§ **Exercise**
Repeat the lines of the listing below exactly, starting at the line that contains "Annotate the keyboard" and running through the last line, both included, and only those.

Raw records
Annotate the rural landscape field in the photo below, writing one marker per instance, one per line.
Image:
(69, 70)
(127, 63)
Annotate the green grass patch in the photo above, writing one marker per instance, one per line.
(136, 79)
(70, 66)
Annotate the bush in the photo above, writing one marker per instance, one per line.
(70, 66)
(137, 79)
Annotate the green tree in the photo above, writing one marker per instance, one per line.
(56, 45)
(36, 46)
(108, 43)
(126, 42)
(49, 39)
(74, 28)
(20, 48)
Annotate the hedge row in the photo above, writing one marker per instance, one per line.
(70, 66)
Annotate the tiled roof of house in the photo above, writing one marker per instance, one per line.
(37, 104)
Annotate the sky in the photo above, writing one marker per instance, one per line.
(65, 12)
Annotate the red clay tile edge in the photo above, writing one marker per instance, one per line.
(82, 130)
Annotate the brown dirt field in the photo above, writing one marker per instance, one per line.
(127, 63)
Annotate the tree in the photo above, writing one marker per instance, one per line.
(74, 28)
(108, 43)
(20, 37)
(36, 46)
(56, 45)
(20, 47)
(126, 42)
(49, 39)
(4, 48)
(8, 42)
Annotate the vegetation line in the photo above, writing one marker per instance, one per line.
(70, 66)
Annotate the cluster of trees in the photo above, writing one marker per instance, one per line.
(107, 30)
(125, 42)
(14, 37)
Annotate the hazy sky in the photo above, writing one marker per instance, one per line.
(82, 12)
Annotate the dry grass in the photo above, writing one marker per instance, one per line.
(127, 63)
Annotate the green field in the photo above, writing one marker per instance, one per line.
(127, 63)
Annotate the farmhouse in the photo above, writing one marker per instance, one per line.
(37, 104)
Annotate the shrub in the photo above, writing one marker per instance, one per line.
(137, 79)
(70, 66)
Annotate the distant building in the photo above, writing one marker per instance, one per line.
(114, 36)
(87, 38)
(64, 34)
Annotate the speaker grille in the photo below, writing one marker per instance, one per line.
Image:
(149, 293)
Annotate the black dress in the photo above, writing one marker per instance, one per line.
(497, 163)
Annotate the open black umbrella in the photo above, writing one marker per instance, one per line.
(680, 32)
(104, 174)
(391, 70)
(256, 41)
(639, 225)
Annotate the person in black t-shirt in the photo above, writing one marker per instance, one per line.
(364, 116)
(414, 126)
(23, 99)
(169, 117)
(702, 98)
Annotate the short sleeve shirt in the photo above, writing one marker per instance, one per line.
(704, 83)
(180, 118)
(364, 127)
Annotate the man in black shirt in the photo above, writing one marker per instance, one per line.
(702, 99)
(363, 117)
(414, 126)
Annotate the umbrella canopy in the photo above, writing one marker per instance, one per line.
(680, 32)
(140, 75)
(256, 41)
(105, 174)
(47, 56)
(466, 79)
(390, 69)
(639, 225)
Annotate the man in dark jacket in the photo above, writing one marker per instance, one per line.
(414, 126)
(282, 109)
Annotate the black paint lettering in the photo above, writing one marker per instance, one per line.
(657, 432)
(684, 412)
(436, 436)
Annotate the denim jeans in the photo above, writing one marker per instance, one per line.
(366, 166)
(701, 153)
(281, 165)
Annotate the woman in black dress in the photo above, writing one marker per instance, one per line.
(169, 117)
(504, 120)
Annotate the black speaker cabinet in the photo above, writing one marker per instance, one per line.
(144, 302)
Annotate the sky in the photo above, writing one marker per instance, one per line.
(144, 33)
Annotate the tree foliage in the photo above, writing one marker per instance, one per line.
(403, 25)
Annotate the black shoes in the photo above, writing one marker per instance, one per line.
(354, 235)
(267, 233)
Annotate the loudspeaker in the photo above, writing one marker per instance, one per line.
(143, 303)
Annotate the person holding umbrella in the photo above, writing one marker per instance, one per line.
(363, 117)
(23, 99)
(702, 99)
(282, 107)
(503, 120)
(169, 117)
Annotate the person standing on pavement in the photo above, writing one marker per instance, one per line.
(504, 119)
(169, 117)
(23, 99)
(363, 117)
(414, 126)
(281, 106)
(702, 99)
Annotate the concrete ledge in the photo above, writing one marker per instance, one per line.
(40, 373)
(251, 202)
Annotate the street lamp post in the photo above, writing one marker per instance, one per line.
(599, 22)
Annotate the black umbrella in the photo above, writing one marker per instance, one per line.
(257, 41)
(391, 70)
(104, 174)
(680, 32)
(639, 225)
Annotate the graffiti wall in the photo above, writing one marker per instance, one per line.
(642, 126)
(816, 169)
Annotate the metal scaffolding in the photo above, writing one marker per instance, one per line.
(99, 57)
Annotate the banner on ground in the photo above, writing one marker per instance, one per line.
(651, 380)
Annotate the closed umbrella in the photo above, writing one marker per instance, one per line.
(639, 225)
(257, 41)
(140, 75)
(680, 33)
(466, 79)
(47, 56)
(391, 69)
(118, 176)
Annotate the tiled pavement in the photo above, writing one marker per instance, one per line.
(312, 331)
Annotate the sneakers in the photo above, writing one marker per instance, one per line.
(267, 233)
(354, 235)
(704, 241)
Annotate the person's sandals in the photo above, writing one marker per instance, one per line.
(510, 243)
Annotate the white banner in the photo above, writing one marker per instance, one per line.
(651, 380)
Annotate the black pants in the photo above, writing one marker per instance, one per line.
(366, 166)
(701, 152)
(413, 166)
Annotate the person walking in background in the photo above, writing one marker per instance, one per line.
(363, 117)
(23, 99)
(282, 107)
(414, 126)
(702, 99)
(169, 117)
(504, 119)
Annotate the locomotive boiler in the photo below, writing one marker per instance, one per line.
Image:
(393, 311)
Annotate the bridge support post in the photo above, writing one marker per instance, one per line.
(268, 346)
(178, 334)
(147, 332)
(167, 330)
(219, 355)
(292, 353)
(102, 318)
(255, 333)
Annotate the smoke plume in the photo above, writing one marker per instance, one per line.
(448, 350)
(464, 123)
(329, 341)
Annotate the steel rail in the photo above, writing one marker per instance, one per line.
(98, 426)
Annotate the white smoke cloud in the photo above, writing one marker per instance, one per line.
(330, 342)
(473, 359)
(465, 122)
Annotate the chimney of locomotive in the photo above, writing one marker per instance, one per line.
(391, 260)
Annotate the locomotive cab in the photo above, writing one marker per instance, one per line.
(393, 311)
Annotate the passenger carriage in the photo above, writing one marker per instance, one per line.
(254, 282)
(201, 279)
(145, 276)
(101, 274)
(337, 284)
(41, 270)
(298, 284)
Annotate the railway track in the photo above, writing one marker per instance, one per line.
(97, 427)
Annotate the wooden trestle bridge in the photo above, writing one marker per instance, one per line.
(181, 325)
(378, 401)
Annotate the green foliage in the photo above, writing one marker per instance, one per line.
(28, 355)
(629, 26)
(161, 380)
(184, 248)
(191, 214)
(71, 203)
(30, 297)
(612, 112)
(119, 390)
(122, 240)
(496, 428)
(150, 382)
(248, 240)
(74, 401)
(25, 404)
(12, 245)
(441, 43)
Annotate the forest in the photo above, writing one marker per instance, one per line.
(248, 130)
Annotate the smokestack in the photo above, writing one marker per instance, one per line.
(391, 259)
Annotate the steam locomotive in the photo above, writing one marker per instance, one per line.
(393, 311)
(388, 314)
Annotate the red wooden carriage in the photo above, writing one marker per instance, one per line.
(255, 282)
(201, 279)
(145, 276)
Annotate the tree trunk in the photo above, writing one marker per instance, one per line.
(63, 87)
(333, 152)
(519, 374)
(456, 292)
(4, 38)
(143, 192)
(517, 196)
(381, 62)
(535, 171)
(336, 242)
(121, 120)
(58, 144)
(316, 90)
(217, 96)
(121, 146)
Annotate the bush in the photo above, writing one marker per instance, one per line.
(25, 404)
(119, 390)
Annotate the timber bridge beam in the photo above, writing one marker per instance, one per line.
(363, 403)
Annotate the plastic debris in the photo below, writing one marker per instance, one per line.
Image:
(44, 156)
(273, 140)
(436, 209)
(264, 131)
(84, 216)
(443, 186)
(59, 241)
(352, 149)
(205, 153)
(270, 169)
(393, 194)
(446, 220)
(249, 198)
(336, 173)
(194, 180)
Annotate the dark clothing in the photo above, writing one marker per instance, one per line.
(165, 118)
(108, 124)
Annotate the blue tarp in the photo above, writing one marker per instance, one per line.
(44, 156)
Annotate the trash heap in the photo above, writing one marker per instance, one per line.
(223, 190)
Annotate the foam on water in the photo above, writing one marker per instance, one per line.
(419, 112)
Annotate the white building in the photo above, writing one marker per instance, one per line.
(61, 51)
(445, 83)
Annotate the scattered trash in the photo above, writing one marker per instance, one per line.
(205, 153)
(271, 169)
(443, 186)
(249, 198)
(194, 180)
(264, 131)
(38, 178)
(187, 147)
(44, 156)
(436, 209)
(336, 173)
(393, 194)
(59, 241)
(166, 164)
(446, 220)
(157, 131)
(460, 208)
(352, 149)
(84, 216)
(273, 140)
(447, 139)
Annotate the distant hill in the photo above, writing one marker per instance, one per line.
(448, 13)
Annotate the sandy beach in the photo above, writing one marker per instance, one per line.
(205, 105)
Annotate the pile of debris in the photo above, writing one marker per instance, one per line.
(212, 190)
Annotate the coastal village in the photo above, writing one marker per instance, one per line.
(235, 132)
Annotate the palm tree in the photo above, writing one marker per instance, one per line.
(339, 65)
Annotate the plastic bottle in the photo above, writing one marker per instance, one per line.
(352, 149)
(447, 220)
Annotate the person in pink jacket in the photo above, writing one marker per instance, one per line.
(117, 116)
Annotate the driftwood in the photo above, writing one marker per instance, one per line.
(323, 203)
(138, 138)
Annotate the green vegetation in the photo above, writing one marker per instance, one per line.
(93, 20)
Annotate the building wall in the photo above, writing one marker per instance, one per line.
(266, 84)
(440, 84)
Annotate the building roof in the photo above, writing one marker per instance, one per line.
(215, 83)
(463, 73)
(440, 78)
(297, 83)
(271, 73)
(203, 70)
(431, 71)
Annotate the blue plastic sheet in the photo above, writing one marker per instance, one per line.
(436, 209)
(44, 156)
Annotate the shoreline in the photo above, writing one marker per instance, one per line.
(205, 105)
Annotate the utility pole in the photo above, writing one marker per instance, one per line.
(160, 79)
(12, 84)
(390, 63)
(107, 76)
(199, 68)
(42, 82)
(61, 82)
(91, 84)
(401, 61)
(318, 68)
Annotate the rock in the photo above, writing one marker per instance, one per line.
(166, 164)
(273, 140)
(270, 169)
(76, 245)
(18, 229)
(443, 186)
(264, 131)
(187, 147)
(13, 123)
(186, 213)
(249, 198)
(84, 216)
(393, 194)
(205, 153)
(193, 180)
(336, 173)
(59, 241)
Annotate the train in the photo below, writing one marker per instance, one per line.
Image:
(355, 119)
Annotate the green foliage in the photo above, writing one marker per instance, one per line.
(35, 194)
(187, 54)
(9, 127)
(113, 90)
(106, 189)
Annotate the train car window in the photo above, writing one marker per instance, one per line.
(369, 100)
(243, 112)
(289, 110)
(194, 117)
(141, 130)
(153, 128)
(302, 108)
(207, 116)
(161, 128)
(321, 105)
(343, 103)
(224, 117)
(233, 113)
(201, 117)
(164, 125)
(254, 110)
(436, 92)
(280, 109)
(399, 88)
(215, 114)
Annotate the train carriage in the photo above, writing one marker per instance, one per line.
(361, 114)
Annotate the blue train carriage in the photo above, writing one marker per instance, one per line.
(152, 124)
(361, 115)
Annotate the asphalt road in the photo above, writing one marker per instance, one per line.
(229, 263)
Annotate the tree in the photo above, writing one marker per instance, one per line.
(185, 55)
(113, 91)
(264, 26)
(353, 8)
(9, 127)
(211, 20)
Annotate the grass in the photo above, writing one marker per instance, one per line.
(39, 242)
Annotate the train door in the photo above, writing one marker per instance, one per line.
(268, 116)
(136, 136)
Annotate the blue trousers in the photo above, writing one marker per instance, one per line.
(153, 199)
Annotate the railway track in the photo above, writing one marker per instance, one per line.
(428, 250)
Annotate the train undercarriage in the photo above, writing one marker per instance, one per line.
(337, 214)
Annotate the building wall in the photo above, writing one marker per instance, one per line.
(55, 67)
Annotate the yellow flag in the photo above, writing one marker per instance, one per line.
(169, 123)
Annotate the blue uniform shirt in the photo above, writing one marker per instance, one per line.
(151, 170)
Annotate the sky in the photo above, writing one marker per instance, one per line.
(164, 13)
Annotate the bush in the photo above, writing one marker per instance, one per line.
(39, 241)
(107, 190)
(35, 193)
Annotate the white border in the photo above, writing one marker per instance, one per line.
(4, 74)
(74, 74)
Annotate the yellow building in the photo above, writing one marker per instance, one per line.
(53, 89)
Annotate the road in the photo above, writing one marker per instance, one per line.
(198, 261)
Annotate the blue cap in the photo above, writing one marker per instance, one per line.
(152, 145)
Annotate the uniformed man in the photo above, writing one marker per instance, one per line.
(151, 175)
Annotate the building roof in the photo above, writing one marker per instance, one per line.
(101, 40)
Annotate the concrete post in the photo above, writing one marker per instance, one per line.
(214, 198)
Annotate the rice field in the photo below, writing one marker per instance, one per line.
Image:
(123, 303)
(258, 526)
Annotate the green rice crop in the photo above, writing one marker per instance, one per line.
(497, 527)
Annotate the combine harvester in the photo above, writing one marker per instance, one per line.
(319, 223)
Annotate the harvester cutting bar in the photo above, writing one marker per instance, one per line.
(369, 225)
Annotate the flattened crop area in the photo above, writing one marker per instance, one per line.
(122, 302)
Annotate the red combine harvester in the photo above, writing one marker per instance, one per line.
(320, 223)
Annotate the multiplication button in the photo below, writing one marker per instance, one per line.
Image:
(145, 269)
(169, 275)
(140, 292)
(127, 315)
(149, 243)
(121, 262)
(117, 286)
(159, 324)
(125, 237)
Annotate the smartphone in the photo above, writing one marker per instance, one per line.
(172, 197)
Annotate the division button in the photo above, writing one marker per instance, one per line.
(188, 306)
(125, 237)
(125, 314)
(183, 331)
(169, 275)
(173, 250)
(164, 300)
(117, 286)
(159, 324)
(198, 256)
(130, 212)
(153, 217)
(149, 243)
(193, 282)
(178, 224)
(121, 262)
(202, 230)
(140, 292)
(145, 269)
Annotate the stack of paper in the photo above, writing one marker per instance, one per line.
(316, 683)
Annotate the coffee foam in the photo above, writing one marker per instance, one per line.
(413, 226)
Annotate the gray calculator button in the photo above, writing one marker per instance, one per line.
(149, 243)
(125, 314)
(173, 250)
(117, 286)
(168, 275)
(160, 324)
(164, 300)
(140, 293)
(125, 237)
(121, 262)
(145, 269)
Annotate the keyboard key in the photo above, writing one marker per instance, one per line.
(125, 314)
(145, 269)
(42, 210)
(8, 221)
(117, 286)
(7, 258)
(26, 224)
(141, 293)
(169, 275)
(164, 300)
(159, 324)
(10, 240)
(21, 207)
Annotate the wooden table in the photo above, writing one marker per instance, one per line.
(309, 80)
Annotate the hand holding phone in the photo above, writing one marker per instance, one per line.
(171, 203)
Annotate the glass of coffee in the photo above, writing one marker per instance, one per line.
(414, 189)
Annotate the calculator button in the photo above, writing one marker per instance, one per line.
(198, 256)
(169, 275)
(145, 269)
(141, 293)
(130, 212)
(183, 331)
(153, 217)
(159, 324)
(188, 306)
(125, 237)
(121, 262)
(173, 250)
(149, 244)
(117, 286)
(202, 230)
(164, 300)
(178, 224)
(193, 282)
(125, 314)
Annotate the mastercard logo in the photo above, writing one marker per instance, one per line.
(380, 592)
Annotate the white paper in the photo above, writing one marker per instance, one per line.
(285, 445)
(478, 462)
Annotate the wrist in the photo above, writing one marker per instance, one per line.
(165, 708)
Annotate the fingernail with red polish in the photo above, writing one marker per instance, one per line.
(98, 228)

§ **Answer to the task**
Annotate the keyboard key in the photo above, writing one marker per instance, one per line.
(125, 314)
(145, 269)
(42, 210)
(8, 221)
(117, 286)
(7, 258)
(26, 224)
(141, 293)
(169, 275)
(164, 300)
(159, 324)
(10, 240)
(21, 207)
Annotate the wooden table in the photo above, writing one marker per instance, one per line.
(309, 80)
Annotate the hand holding phone in the photo above, writing one marker per instance, one per line.
(171, 203)
Annotate the glass of coffee in the photo above, writing one marker per instance, one per line.
(414, 189)
Annotate the calculator button in the photo above, writing one marker per instance, one per line.
(198, 256)
(169, 275)
(145, 269)
(141, 293)
(130, 212)
(183, 331)
(153, 217)
(159, 324)
(188, 306)
(125, 237)
(121, 262)
(173, 250)
(149, 244)
(117, 286)
(202, 230)
(164, 300)
(178, 224)
(193, 282)
(125, 314)
Annotate the mastercard logo in the photo above, writing one marker per instance, one per line.
(380, 592)
Annotate the white paper in the photo above, writing one marker per instance, one per line.
(285, 445)
(478, 462)
Annotate the wrist in the photo above, writing one marker per instance, one per line.
(165, 708)
Annotate the fingernail with red polish in the photo above, writing one marker per instance, one per line.
(98, 228)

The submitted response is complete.